Extrait du texte |
+ + + +

« M covoit’ » : services de covoiturages du Syndicat mixte des mobilités de l’aire grenobloise (SMMAG)

septembre 2023

Forum Vies Mobiles

Le Syndicat mixte des mobilités de l’aire grenobloise (SMMAG), autorité organisatrice des mobilités de la Métropole de Grenoble, et de deux EPCI limitrophes, se caractérise par le développement de plusieurs formes de covoiturage sur son territoire sous une marque commune, M covoit’. Chacune de ces formes de covoiturage doit venir cibler des pratiques de mobilité et répondre à des enjeux identifiés.

Personnes interrogées :

Le « Y grenoblois » : forte aspiration vers l’agglomération, congestions et phénomène accru de pollution de l’air

Le territoire de l’aire grenobloise, couvert par le SMMAG, est marqué par l’aspiration vers la métropole, en direction de la vallée, matérialisée par quelques flux structurants. On parle ainsi de « Y grenoblois ». En conséquence, de fortes congestions sont enregistrées en direction de l’agglomération de Grenoble, ainsi que des phénomènes marqués de pollution de l’air 1.

Une enquête mobilité du Cerema (EMC2), réalisée en 2020, permet d’avoir une vision globale et récente des pratiques de mobilité sur le territoire de la grande région grenobloise, en différenciant notamment les pratiques du coeur métropolitain, de celles du reste de la métropole et du reste de la grande région grenobloise (comprenant le CA du Pays Voironnais, la CC le Grésivaudan, ainsi que d’autres territoires limitrophes de la métropole, non inclus à ce jour au SMMAG). À cette échelle, 53 % des déplacements sont effectués en voiture, ce qui représente 90 % des émissions de GES des transports du territoire. Si l’usage de la voiture est en chute de 7 points par rapport à l’édition précédente (2010), des différences importantes demeurent entre les habitants de Grenoble utilisant la voiture pour un quart de leurs déplacements, et ceux du Grésivaudan et du Pays Voironnais qui l’utilisent pour deux tiers de leurs déplacements. Le taux d’occupation moyen des véhicules n’a pas évolué entre 2010 et 2020 : il est de 1,36 personnes par voiture, et chute à 1,04 pour les déplacements liés au travail et 1,13 pour ceux liés aux études (AURG, 2020).

+ + + +

Données fournies |
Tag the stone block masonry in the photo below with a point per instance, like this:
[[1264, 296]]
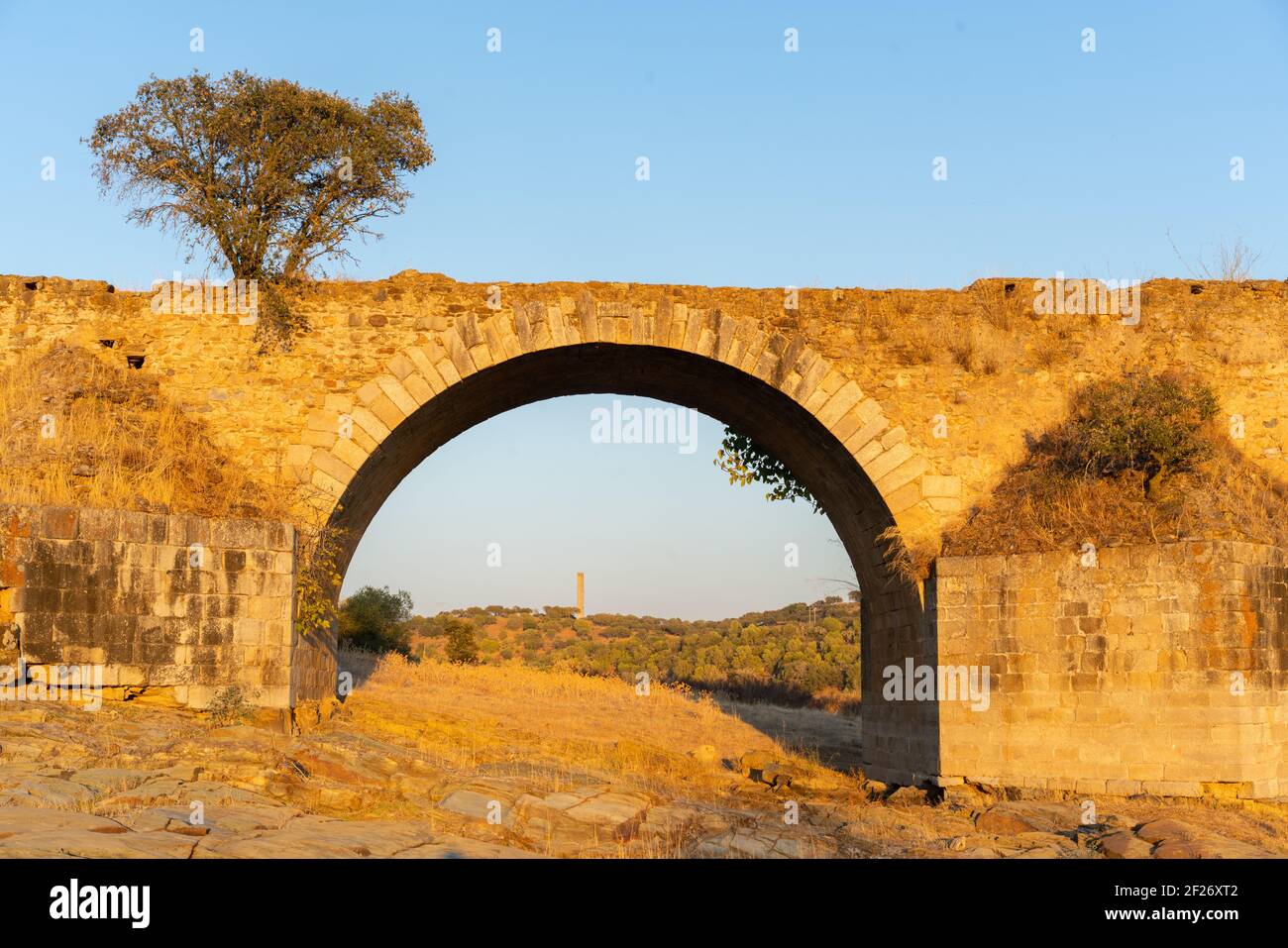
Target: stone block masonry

+ + + +

Consigne 1 | Dans l'extrait sur le covoiturage dans l'aire grenobloise, combien de personnes y a-t-il en moyenne par voiture pour les trajets liés au travail ?
Consigne 2 | Recopiez sans rien changer le passage de l'extrait sur le covoiturage dans l'aire grenobloise, de « Le territoire de l’aire » à « de l’air 1. ».

Résultat final 1 | 1,04 personne par voiture.

Résultat final 2 |
Le territoire de l’aire grenobloise, couvert par le SMMAG, est marqué par l’aspiration vers la métropole, en direction de la vallée, matérialisée par quelques flux structurants. On parle ainsi de « Y grenoblois ». En conséquence, de fortes congestions sont enregistrées en direction de l’agglomération de Grenoble, ainsi que des phénomènes marqués de pollution de l’air 1.